WHAT TO WORK ON: List every line from the rows below that includes the word "building", and copy each one in full.

INPUT DATA:
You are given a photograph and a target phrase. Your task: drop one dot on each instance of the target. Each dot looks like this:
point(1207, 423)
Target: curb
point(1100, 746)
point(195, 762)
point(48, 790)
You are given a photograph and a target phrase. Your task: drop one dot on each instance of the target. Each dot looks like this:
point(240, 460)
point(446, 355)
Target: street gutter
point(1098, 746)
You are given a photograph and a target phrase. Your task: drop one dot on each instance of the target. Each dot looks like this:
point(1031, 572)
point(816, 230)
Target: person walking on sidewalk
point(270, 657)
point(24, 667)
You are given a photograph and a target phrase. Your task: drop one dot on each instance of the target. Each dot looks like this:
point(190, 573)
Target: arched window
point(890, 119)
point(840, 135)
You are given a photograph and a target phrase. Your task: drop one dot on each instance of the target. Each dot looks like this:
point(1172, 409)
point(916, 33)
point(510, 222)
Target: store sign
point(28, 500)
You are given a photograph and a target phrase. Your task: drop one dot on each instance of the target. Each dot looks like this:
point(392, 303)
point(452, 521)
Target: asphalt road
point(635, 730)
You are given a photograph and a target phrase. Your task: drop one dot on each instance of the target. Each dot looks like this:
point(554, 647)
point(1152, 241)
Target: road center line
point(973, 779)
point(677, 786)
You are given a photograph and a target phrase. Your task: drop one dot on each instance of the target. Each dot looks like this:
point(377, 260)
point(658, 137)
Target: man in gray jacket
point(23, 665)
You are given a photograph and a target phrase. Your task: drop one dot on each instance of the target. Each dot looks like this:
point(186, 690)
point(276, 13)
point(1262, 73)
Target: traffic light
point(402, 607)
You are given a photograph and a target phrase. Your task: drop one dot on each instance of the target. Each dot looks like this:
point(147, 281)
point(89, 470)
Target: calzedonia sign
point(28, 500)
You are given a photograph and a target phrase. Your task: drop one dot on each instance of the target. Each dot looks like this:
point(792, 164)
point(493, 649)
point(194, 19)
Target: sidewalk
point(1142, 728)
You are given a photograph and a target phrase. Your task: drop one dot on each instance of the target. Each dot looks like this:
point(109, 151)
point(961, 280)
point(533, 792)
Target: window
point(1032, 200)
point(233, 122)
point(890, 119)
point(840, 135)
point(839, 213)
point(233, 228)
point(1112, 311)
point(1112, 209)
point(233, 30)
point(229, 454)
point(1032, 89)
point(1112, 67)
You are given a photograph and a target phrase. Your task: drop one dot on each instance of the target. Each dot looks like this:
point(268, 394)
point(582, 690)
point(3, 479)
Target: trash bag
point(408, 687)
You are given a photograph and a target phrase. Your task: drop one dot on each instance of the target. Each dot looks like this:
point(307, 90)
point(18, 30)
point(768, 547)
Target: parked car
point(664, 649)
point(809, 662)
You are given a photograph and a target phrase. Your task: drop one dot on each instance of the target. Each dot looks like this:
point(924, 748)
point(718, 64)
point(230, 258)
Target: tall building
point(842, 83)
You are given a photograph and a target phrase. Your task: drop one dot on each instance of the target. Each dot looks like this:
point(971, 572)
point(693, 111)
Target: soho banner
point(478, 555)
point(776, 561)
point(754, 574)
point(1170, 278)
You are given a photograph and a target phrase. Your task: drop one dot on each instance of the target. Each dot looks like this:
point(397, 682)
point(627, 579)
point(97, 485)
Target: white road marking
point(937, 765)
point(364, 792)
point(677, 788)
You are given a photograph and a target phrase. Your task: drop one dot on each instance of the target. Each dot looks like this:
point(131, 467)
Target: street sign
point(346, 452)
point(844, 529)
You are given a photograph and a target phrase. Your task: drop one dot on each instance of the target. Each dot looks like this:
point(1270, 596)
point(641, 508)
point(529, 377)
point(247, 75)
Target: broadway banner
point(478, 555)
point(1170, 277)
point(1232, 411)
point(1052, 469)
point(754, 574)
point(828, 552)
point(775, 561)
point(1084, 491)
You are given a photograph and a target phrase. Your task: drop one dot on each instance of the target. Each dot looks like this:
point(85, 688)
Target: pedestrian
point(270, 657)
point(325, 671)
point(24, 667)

---

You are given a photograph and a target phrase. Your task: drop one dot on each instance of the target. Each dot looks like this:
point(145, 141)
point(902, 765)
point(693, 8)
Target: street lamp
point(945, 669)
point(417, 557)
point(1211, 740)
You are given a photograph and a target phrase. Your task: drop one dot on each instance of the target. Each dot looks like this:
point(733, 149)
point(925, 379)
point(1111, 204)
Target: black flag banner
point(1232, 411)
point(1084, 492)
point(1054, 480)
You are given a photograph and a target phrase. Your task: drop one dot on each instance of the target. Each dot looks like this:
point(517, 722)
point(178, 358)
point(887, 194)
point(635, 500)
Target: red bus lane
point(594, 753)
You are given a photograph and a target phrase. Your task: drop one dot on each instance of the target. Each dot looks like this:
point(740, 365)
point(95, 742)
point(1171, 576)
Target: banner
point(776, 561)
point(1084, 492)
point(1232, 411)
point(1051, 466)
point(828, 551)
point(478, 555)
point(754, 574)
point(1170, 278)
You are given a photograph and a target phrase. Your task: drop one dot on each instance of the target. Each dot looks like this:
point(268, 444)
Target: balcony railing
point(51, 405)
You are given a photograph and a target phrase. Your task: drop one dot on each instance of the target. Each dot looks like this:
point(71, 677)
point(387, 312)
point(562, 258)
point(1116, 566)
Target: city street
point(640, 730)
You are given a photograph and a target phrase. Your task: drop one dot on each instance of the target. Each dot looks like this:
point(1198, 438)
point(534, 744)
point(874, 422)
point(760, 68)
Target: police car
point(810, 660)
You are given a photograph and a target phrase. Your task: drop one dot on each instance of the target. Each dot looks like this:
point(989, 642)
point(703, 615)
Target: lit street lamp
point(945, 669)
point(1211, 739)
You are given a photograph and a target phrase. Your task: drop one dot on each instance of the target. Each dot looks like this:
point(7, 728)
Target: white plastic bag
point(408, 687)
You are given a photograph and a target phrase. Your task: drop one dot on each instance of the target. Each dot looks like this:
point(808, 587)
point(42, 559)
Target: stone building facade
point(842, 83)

COMPLETE RESPONSE:
Target: tall building
Target: stone building facade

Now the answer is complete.